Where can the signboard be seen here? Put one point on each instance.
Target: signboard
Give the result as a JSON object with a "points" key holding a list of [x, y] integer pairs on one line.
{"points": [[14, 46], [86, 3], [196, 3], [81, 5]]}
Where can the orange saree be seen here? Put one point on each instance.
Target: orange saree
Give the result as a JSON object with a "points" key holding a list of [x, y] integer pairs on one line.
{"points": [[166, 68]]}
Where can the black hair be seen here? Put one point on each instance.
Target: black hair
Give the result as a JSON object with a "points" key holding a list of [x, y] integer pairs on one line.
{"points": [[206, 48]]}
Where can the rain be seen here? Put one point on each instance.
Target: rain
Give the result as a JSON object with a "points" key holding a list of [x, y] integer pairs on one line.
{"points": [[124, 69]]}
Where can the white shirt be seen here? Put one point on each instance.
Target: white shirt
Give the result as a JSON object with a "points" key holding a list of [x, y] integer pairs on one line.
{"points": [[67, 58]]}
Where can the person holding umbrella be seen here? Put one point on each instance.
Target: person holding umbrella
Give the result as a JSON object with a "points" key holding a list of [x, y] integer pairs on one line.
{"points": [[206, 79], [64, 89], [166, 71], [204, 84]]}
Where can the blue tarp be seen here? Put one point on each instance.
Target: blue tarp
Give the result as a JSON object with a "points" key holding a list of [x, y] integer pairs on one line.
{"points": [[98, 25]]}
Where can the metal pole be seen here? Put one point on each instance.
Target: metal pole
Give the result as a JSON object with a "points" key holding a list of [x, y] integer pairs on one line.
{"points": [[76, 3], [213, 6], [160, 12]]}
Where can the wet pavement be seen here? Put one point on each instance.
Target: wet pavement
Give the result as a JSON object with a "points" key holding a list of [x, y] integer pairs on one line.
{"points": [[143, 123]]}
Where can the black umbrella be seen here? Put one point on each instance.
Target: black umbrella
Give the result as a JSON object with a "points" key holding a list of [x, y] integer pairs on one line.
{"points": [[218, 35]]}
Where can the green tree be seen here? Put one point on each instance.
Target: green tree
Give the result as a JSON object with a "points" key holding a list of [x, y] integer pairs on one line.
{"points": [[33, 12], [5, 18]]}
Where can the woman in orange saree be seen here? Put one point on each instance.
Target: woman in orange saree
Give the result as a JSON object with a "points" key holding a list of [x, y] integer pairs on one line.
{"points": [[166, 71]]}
---
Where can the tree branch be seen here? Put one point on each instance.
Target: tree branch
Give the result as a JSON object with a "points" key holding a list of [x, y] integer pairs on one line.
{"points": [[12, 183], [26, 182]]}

▸ Given task
Count the lines of the records above that contain the string "tarp", matching case exactly. Give only the number.

▸ Task solution
2